• _Exercise task_
Extract every line of the records below that contains the word "blurred".

-- Begin Given information --

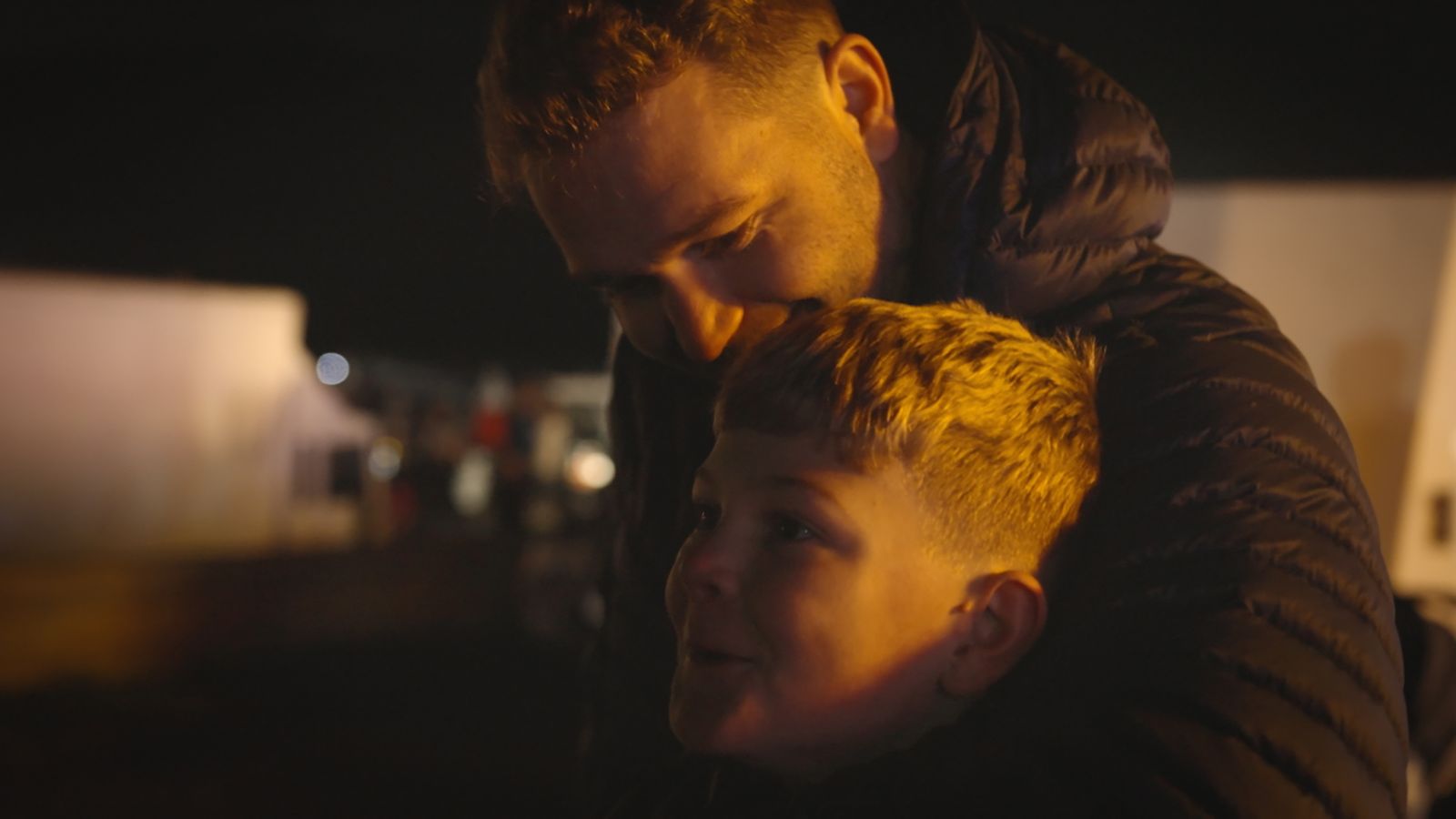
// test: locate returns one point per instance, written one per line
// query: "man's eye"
(732, 242)
(623, 286)
(705, 516)
(786, 528)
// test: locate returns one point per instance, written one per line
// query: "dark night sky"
(329, 146)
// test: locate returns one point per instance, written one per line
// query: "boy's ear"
(859, 91)
(1002, 618)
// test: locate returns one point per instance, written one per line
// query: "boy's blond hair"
(996, 426)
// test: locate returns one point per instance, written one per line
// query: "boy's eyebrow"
(794, 481)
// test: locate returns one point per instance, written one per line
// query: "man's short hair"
(557, 69)
(996, 426)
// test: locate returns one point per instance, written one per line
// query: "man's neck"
(902, 191)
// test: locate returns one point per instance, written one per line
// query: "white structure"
(164, 417)
(1353, 271)
(1426, 557)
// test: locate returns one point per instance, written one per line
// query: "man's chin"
(708, 372)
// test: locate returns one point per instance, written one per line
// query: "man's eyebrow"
(706, 219)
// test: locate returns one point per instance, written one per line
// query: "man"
(1225, 642)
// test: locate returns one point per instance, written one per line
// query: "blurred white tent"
(1353, 273)
(165, 417)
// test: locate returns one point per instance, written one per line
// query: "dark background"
(331, 146)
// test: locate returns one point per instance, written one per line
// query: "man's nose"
(701, 318)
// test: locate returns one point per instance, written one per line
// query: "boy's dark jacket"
(1222, 634)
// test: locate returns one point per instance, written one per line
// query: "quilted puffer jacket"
(1222, 632)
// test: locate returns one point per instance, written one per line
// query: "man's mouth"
(713, 658)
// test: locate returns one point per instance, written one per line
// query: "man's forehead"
(655, 169)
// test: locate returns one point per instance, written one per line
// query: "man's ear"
(1002, 618)
(859, 89)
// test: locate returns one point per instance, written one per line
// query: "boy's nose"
(706, 570)
(703, 321)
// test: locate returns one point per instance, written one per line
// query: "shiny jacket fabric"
(1222, 632)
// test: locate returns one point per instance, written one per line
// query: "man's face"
(705, 228)
(812, 622)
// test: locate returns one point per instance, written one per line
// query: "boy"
(885, 486)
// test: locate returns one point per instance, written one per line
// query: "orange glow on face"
(813, 622)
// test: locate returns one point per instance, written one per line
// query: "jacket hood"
(1047, 178)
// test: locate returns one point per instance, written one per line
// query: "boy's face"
(812, 622)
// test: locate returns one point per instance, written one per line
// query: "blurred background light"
(332, 369)
(385, 457)
(590, 468)
(472, 482)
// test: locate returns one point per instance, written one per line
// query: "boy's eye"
(785, 528)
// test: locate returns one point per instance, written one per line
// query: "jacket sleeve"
(1222, 632)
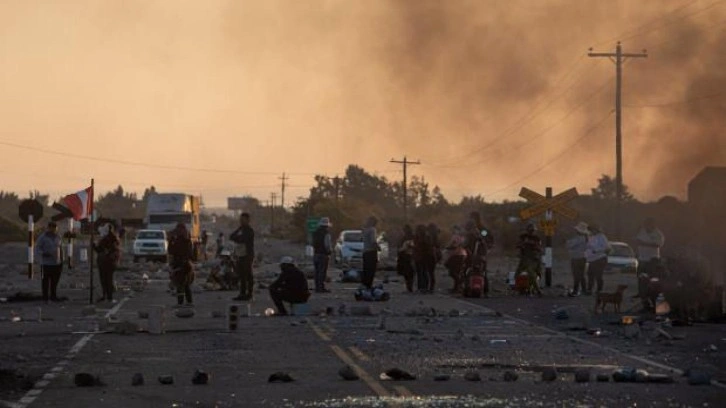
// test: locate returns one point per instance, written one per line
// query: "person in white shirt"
(576, 246)
(596, 254)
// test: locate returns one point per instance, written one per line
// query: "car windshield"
(623, 251)
(355, 236)
(150, 235)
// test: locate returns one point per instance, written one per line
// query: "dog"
(602, 299)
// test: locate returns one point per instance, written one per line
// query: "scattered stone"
(361, 310)
(87, 380)
(397, 374)
(510, 376)
(582, 375)
(280, 377)
(137, 380)
(472, 376)
(184, 312)
(348, 373)
(631, 331)
(88, 311)
(200, 378)
(166, 379)
(660, 379)
(697, 377)
(641, 376)
(625, 374)
(549, 374)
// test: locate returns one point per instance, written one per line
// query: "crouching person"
(291, 286)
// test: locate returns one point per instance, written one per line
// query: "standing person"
(404, 262)
(205, 240)
(530, 257)
(109, 254)
(423, 256)
(181, 252)
(323, 247)
(455, 258)
(370, 252)
(49, 249)
(650, 240)
(433, 231)
(291, 286)
(596, 254)
(220, 244)
(576, 247)
(244, 252)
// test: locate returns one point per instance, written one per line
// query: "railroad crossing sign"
(541, 203)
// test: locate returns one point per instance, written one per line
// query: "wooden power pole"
(405, 162)
(618, 57)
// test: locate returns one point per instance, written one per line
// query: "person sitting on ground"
(291, 286)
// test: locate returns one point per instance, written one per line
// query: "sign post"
(548, 205)
(30, 211)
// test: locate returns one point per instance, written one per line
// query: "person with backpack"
(323, 247)
(109, 254)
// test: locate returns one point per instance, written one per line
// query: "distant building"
(707, 204)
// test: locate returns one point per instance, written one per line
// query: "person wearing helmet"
(291, 286)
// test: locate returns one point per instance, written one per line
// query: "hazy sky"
(490, 95)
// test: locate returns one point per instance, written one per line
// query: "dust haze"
(490, 95)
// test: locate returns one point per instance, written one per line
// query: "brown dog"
(615, 298)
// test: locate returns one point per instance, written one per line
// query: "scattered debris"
(280, 377)
(472, 376)
(200, 378)
(137, 380)
(582, 375)
(397, 374)
(442, 377)
(87, 380)
(510, 376)
(549, 374)
(166, 379)
(348, 373)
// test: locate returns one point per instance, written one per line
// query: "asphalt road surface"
(426, 335)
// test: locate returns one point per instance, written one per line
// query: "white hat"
(582, 228)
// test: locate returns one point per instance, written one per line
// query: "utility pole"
(618, 57)
(283, 179)
(405, 162)
(273, 197)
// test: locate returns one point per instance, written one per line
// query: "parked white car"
(622, 258)
(349, 249)
(150, 245)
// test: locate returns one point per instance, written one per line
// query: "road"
(426, 335)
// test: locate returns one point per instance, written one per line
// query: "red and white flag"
(78, 205)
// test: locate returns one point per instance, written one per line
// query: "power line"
(139, 164)
(675, 103)
(555, 158)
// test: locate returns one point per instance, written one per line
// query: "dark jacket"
(291, 279)
(321, 241)
(244, 236)
(108, 249)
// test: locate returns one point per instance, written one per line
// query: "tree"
(606, 190)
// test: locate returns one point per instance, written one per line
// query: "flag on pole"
(78, 205)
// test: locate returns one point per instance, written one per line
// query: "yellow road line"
(367, 378)
(359, 354)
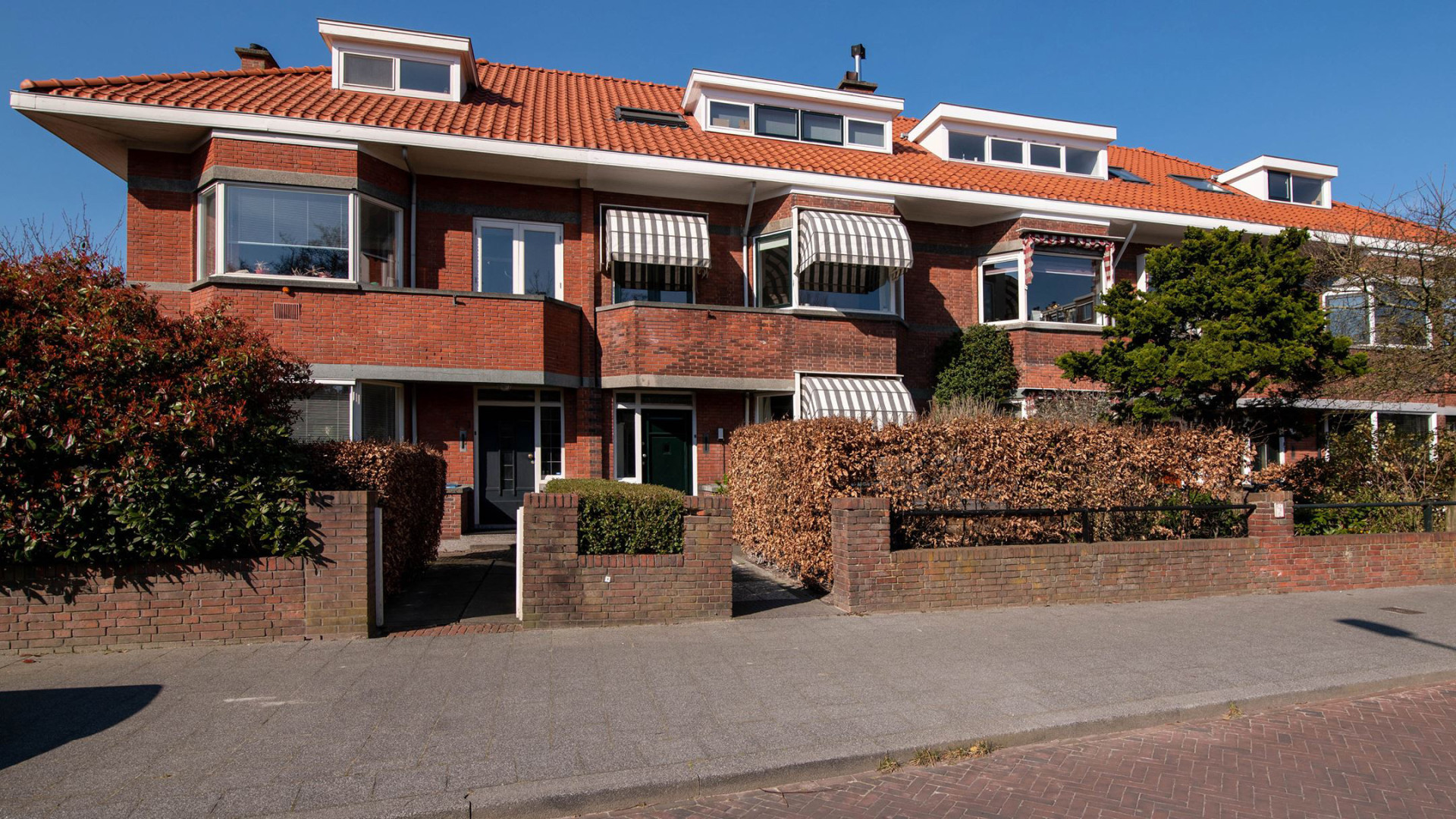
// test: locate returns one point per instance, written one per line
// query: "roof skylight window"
(648, 117)
(1200, 184)
(1128, 175)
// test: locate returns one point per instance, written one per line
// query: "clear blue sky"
(1359, 85)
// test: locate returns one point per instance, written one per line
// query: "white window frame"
(353, 248)
(896, 290)
(395, 55)
(705, 117)
(637, 406)
(517, 253)
(1021, 289)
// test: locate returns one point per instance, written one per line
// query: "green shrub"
(133, 435)
(974, 363)
(411, 484)
(618, 518)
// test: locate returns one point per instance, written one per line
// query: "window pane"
(551, 441)
(1006, 150)
(864, 133)
(1063, 289)
(777, 121)
(494, 260)
(375, 72)
(433, 77)
(651, 283)
(823, 127)
(1308, 190)
(728, 115)
(846, 287)
(1046, 156)
(379, 411)
(378, 262)
(541, 261)
(772, 275)
(626, 444)
(284, 232)
(1404, 425)
(999, 292)
(1348, 315)
(207, 248)
(1081, 161)
(1279, 186)
(324, 414)
(968, 146)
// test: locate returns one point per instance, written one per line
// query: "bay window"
(297, 232)
(517, 257)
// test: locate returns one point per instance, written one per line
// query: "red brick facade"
(329, 595)
(565, 588)
(871, 577)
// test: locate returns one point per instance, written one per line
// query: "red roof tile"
(551, 107)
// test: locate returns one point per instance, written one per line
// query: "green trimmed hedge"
(631, 519)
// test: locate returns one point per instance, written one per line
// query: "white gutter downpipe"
(747, 219)
(414, 210)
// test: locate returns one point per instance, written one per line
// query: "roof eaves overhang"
(34, 104)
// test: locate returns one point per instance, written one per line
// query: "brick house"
(548, 273)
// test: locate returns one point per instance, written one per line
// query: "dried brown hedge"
(783, 475)
(411, 484)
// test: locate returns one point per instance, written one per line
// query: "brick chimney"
(255, 55)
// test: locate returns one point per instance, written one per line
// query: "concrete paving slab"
(554, 722)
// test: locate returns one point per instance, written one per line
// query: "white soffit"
(1005, 121)
(1266, 162)
(788, 93)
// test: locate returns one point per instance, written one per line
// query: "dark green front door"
(507, 463)
(667, 447)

-- End Given information --

• _Completed exercise_
// query: "blurred white tent"
// query: "blurred background light"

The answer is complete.